The reply should contain each record below, returned exactly as given.

═══ GIVEN DATA

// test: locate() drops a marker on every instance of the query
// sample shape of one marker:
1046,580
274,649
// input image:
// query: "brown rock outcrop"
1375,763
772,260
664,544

══════

* EXPECTED ANSWER:
// test: locate() drops a marker on every instance of the query
// sample shape of one marker:
1046,580
274,649
// input image:
// query: "brown rock outcrop"
1375,763
772,260
664,544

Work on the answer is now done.